◆ **TASK BRIEF**: Produce an exact copy of the lines from the line containing "the form (371,69);" through the last line of the listing below, both ends included, and nothing else.

◆ **WORKING DATA**:
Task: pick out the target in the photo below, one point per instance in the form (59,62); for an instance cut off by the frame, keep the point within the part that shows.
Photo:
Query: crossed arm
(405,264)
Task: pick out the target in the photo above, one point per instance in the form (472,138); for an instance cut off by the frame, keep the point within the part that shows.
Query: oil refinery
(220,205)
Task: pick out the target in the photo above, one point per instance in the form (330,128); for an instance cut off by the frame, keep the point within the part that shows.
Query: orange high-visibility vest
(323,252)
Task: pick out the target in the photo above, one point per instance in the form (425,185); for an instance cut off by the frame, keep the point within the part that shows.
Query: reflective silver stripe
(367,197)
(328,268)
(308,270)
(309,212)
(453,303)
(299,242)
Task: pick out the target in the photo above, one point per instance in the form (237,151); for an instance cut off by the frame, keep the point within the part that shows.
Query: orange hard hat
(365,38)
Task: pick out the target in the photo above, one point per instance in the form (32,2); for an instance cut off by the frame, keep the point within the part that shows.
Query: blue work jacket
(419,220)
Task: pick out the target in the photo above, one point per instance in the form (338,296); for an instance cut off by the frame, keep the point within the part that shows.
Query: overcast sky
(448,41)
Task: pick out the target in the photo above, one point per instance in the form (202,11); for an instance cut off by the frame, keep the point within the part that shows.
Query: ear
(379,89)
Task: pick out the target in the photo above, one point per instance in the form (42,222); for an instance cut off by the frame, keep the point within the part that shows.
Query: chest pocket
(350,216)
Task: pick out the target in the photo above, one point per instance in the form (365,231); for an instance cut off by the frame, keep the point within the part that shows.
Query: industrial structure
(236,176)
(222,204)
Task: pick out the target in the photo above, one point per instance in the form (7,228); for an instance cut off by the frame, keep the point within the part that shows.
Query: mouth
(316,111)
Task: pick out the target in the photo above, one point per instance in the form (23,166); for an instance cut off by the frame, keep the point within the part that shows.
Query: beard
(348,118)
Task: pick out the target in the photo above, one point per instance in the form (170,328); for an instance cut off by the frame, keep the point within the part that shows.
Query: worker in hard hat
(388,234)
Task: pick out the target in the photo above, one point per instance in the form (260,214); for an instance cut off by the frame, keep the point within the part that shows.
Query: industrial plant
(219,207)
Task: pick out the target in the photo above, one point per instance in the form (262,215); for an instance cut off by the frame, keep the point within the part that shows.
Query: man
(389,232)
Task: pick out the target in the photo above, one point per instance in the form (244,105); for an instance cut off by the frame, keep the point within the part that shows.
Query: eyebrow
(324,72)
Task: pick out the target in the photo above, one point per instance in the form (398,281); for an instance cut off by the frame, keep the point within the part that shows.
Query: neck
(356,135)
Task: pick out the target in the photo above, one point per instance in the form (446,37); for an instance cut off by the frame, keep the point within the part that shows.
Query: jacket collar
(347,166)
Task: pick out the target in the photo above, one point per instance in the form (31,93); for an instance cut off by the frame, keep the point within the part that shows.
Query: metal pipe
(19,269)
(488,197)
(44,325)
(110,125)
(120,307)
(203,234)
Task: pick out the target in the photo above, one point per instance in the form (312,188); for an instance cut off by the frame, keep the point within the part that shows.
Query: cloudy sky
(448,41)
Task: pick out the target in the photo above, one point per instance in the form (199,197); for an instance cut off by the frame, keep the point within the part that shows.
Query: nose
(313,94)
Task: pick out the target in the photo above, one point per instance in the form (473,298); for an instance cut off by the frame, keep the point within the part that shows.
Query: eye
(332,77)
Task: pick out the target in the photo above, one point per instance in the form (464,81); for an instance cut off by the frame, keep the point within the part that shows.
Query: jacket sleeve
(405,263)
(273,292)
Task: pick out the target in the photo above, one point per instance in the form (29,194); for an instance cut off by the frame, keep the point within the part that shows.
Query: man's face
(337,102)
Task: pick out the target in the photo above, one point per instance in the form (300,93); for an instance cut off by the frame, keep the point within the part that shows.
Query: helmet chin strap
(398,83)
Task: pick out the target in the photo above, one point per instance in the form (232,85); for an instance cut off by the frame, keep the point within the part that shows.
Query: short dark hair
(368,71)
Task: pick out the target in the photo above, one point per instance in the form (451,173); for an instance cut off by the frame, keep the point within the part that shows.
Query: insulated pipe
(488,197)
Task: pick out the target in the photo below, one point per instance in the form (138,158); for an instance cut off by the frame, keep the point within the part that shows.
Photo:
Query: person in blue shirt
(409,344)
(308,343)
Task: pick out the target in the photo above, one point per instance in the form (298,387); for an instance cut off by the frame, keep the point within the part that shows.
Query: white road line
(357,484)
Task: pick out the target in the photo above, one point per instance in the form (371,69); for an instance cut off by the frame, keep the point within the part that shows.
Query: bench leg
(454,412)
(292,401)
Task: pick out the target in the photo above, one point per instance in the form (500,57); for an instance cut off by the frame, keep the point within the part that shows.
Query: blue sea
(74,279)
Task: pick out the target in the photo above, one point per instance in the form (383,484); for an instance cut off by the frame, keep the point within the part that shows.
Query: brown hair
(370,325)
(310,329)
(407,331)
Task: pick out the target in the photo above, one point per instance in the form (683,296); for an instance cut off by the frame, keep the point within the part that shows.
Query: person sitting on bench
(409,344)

◆ **ANSWER TO THIS TASK**:
Task: pick out the target in the photo above, one point per instance in the form (371,69); for an instance cut off by the frame, keep the point within the part that shows.
Query: bench leg
(454,412)
(292,401)
Task: pick out the target in the photo above, one point per instance in the form (500,57); for an instance cut off by the frame, keep the point within the part that shows.
Query: blue sea
(74,279)
Task: pick out the target in the photo above, one point per instance in the form (383,484); for an instance cut off by the frame, keep the point within the part that shows.
Query: brown hair
(370,325)
(310,329)
(407,331)
Task: pick out the target in the photo above, one point per instance in the form (683,296); for an instance cut off by the frame, keep the point within the part that shows.
Query: person sitting on bench
(409,344)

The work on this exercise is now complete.